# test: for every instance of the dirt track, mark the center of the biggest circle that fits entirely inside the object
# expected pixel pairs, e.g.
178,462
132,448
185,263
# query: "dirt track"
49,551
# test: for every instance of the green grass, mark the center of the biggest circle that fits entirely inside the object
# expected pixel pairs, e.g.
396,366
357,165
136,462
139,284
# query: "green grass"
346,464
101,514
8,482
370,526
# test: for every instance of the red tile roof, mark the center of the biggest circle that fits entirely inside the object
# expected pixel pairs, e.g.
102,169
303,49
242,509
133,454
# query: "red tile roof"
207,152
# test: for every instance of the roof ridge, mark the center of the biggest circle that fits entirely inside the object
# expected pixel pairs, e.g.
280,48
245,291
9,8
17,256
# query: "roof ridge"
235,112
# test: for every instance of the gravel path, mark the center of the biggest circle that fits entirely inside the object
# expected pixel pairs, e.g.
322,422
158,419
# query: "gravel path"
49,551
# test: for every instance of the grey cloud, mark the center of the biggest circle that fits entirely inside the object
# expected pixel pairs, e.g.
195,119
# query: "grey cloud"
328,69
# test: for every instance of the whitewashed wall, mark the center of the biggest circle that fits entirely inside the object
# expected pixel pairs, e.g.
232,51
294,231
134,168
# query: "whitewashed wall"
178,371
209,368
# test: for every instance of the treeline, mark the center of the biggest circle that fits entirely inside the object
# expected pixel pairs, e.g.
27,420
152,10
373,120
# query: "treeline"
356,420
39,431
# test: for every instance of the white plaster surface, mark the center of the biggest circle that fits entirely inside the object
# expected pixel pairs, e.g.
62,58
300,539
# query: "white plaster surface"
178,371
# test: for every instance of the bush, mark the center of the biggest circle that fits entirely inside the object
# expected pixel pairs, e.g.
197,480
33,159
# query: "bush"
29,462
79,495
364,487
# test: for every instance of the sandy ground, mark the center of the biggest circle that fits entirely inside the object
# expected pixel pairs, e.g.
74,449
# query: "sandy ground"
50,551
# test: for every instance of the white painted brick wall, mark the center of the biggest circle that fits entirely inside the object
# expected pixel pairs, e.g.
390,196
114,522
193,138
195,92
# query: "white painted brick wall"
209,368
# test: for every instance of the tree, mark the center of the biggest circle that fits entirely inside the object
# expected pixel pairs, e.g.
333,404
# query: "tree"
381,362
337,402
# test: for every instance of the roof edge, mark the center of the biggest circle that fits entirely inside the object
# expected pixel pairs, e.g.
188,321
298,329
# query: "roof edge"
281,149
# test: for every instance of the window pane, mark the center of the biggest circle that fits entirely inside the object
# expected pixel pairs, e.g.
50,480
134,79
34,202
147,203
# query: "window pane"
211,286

——————————

EXERCISE: Reproduce the entries above exactly.

ANSWER TO THE PROBLEM:
# test: for every instance of the dirt track, mark the center of the biggest circle that fits entirely inside the object
# expected pixel pairs, e.g.
178,462
132,448
185,263
# query: "dirt track"
49,551
# test: for every instance of the green grass, mark the center of the biggest circle that fits entirely inside the object
# expected pixel pairs, e.g.
396,366
357,165
136,462
139,284
# query: "green grass"
346,464
101,514
8,482
370,526
# test: for every instance of the red tile roof, mark the center of the biggest circle that fits entirely inside the object
# expected pixel pairs, e.g.
102,169
303,49
242,509
133,454
# query: "red tile roof"
207,152
# test: for every instance of the roof ridge, mark the center of the biggest circle that fits entirely inside the object
# expected pixel pairs, e.g.
280,48
245,291
9,8
17,256
# query: "roof ridge"
235,112
# test: for every instance of the gravel path, mark the center of the biggest circle that fits entirely inside the object
# expected pixel pairs, e.g.
322,422
158,419
# query: "gravel path"
49,551
# test: for every instance of the grey cloud, mark the center of the biggest circle that fits entirely inside the object
# expected pixel pairs, e.g.
195,119
# query: "grey cloud"
328,69
# test: for every instance of the whitewashed wall, mark the center of the biggest circle that fits entirely inside the object
# expected pixel pairs, e.g.
232,51
294,231
134,168
# query: "whitewashed wall"
178,371
209,368
# test: for every instance of the treeline, mark the center of the biggest circle that fits entirely inside the object
# expected pixel pairs, e.g.
27,420
152,10
373,120
# query: "treeline"
356,420
39,431
# test: for every instance of the white plaster surface, mark the center of the biggest circle that fits entirely inside the object
# expected pixel pairs, e.g.
62,58
300,539
# query: "white plaster surface"
178,371
# test: for every instance of the bush, mark the center of the biggest circle that fits entirely inside the object
# expected pixel pairs, e.g.
197,480
33,159
# query: "bush"
29,462
79,495
364,487
# test: for every instance of the sandy ground, mark the center of the biggest circle that fits entirely inside the object
# expected pixel pairs, e.g.
74,449
# query: "sandy ground"
50,551
# test: for every instance of the white painted brick wall, mark the center of the biggest circle that fits entirely inside the object
# expected pixel pairs, e.g.
390,196
114,522
193,138
195,92
# query: "white painted brick wall"
209,368
# test: for every instance of the tree, mark the center of the biggest circle that fits entirely inside the object
# expected pixel pairs, e.g.
333,404
# query: "tree"
381,362
337,402
# test: for every instance of the roof edge, mark the center of the biggest circle that fits entirely inside the object
# expected pixel pairs, e.g.
188,321
298,329
# query: "roof edge"
281,149
# test: for every instance of the window pane, mark the center of the biggest circle that fits entirely inside the object
# expected pixel pairs, e.g.
50,480
134,79
34,202
147,203
# query: "window pane"
211,286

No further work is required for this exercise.